STUDY QUESTIONS:
(a) Answer these questions using the appeal excerpt:
(i) Whom does the defendant say the trial judge ordered the bailiff to remove from the courtroom?
(ii) What does the defendant say should be done with his conviction and sentence?
(iii) For what was the defendant found in contempt of court?
(b) Rewrite the paragraph of the appeal excerpt that begins "On appeal, defendant argues" as a list of its main points.

EXCERPT TO READ START

On appeal, defendant argues that contrary to the trial judge's assertion, the judge could not be fair and impartial. Defendant asserts that the State and the judge attempted to pressure defendant into pleading guilty. Defendant contends that the judge's repeated reference to the State's plea offer gives the appearance that the judge thought defendant was guilty before trial. Defendant argues that the trial judge ordered the bailiff to remove Amos St. Cyr, whom he wished to have assist his defense counsel, from the courtroom. Defendant also alleges that the trial judge treated him harshly regarding his failure to return to court after a recess during a previous motions hearing. Defendant concludes that despite the trial judge's denial that he remembered prosecuting defendant, the trial judge should have recused himself, and thus, defendant's conviction and sentence should be vacated.
Defendant was found in contempt of court for failing to return to court following a recess during a motions hearing.

EXCERPT TO READ END
ENTRIES PROVIDED START

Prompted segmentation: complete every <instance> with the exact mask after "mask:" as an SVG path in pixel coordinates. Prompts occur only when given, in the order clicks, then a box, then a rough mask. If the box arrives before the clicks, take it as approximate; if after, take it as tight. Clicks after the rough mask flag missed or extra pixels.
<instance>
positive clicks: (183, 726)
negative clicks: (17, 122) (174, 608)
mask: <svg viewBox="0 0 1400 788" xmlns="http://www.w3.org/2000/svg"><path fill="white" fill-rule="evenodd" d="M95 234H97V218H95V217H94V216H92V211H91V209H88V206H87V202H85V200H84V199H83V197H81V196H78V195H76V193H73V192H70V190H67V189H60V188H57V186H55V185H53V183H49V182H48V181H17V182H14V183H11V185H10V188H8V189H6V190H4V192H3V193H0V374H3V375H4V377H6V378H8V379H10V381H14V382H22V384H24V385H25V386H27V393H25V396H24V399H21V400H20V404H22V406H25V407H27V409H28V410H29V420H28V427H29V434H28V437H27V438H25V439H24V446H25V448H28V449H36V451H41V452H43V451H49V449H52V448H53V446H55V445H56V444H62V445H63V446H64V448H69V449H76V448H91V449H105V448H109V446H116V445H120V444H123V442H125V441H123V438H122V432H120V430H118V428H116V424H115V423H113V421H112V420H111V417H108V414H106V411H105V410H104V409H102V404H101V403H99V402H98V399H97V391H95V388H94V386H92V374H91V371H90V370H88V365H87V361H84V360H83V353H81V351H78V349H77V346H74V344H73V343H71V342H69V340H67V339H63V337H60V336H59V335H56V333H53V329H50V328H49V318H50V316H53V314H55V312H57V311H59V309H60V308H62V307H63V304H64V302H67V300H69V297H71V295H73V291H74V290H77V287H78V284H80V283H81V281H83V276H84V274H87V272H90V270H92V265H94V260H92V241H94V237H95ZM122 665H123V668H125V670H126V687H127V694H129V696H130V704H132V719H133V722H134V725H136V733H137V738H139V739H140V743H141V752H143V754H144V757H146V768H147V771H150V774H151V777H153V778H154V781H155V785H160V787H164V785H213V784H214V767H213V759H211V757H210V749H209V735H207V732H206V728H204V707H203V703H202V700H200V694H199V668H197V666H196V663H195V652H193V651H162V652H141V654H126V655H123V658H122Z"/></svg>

ENTRIES PROVIDED END
ENTRIES PROVIDED START

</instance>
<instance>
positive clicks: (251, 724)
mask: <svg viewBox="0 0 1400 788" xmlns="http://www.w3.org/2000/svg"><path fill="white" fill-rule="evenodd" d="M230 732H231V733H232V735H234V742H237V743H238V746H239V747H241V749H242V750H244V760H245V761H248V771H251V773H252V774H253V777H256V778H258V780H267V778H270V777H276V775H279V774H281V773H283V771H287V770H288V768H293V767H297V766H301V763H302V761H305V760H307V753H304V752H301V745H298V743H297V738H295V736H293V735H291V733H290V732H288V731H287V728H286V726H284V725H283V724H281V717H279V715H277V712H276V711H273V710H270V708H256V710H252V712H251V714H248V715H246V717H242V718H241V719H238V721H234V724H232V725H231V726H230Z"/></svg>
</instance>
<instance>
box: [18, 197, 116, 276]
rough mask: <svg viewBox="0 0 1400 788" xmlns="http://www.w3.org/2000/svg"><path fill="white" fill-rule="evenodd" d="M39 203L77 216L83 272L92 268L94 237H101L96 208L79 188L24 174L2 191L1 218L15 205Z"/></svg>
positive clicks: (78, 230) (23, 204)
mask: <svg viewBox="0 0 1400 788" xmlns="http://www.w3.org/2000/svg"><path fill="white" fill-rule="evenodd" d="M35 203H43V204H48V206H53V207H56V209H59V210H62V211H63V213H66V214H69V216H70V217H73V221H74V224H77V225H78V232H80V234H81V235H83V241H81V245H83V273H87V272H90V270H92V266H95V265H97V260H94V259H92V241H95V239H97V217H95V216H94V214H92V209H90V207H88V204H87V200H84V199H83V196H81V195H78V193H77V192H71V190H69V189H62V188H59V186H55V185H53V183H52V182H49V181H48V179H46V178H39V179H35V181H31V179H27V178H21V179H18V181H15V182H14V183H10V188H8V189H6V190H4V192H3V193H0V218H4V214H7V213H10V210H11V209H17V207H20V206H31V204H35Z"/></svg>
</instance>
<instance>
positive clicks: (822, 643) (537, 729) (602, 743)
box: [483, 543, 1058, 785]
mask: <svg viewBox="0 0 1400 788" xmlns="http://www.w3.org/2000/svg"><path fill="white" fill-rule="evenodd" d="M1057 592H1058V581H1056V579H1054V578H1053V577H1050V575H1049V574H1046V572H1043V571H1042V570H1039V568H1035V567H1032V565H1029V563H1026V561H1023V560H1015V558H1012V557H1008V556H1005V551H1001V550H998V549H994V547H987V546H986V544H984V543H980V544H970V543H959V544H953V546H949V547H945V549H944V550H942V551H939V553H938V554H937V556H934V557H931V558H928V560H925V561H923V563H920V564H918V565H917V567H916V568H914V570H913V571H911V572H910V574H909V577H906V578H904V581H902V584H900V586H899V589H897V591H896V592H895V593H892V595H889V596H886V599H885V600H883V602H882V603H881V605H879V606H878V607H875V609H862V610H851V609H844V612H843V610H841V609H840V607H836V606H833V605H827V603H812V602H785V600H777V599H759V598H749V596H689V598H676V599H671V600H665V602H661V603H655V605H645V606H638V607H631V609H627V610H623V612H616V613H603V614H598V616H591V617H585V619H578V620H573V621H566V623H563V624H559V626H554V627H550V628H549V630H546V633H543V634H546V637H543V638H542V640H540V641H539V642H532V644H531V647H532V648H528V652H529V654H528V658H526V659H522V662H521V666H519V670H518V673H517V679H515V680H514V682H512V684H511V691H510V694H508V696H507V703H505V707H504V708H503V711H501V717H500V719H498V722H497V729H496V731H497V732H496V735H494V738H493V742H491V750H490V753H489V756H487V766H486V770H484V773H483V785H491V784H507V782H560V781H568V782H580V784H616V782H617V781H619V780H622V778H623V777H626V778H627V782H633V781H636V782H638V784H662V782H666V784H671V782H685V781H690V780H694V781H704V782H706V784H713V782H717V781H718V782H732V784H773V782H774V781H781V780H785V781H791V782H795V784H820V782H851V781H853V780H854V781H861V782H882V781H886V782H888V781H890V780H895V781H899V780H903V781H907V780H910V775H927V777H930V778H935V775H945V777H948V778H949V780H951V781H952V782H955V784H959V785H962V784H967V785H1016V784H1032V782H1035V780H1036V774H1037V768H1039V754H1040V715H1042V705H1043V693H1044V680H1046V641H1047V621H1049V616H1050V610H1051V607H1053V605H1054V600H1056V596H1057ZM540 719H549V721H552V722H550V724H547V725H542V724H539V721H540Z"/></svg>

ENTRIES PROVIDED END

ANSWERS TO THIS EXERCISE:
(a)
(i) Amos St. Cyr, whom the defendant wished to have assist his defense counsel.
(ii) They should be vacated.
(iii) For failing to return to court following a recess during a motions hearing.

(b)
- Defendant argues the trial judge could not be fair and impartial, contrary to the judge's assertion.
- He asserts the State and the judge tried to pressure him into pleading guilty.
- He contends the judge's repeated reference to the State's plea offer suggests the judge thought him guilty before trial.
- He argues the judge ordered the bailiff to remove Amos St. Cyr, whom he wanted to assist his defense counsel, from the courtroom.
- He alleges the judge treated him harshly for failing to return to court after a recess during an earlier motions hearing.
- He concludes that, although the judge denied remembering prosecuting him, the judge should have recused himself, so the conviction and sentence should be vacated.